Page excerpt -
╭──

Loss and damage fund loses its biggest backer
Leading climate expert Saleemul Huq passes away, leaves behind a legacy of climate justice
Saleemul Huq, a leading voice on international climate discourses, climate crisis adaptation and climate justice from the Global South, passed away at his home in Dhaka, Bangladesh on October 28. An expert on the links between the climate crisis adaptation, environment and development, loss and damages, Huq was among the authors of the third, fourth, and fifth assessment reports of the UN’s Intergovernmental Panel on Climate Change (IPCC). In 2022, Nature magazine listed him among the top 10 global scientists. He was director of the International Center for Climate Change and Development (ICCCAD) in Dhaka and a professor at the Independent University, Bangladesh. He co-founded the Bangladesh Centre for Advanced Studies (BCAS), an independent think tank focused on environmental policy after finishing his PhD from Imperial College London, UK. He was a senior fellow at the International Institute for Environment and Development (IIED) based in the UK and a senior adviser on locally led adaptation with the Global Center on Adaptation (GCA). He was part of multiple teams that advised the UN and United Nations Framework Convention on Climate Change (UNFCCC) since the formation of the UNFCCC.

At a time when climate negotiations were dominated by leaders and bureaucrats from the developed world, this British-Bangladeshi professor educated the global climate community about the crisis faced by the most climate-vulnerable countries. He advocated for locally led adaptation from the experience of Bangladesh. A framework that emphasises the role of local communities, community-based organisations, small businesses, community members, citizen groups, local governments, and private sector entities at the lowest administrative levels in decision-making around climate adaptation interventions. Locally led adaptation helped rural communities to find their research-based solutions to problems, such as improving flood embankments and adjusting different cropping patterns in response to the climate crisis. This was when adaptation was pushed as a top-down idea through the UNFCCC processes to most climate-vulnerable countries in the Global South. Huq took farmers from Bangladesh to UNFCCC negotiations and got them to talk about their experiences of living with the climate crisis and adapting to the changes. He brought together the Least Developed Countries (LDC) including Bangladesh, Afghanistan, Bhutan and Nepal from South Asia, and advised them to create a global movement that helped these countries to navigate challenging global negotiations and secure support from the international community.

╰──

(Object position labeling material)
╭──

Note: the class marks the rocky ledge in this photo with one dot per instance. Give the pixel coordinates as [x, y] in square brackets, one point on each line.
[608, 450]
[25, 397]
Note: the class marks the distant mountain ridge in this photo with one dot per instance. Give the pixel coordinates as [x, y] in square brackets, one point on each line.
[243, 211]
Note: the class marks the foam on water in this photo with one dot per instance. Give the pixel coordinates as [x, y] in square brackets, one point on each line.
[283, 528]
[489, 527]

╰──

Exercises to complete -
A. Summarize the article on Saleemul Huq in two sentences.
B. Write what comes next in the article on Saleemul Huq, starting after its final sentence.
This material has no connection to the article on Saleemul Huq.

Task results -
A. Saleemul Huq, a climate expert who directed ICCCAD in Dhaka, co-authored three IPCC assessment reports and advised the UN and UNFCCC, died at his home in Dhaka on October 28. He championed locally led adaptation drawn from Bangladesh's experience, brought Bangladeshi farmers to UNFCCC negotiations, and helped the Least Developed Countries form a global movement to navigate climate negotiations.

B.
Huq pioneered the concept of loss and damage, the phrase increasingly now used to refer to the environmental and social deterioration that can be scientifically attributed to the increase in global temperatures of at least one degree Celsius due to greenhouse gas emissions since the Industrial Revolution. He advocated for a loss and damage programme and a fund for the countries in the Global South that are disproportionately hit by loss and damages by the climate crisis. At COP 27 in Sharm El-Sheikh, Egypt, countries reached a historic decision to establish and operationalise a loss and damage fund. This was possible because of the longstanding advocacy by Huq and his colleagues.
For Indian researchers, Huq’s work on locally led adaptation and loss and damages offers many insights. In particular, his ideas could help to bridge the gap between national and state climate policies and various ways in which frontline communities across the country are adapting to climate change or shifting from vulnerable locations.
In his last article co-written with Farhana Sultana, Huq called wealthy nations to start putting real funding towards loss and damage while ramping up their mitigation and adaptation efforts, and reining in the influence of the fossil fuel industry on climate policies. We can do justice to his memory and legacy by continuing the climate adaptation and justice initiatives started by him, especially supporting the establishment of the loss and damage fund and mechanism.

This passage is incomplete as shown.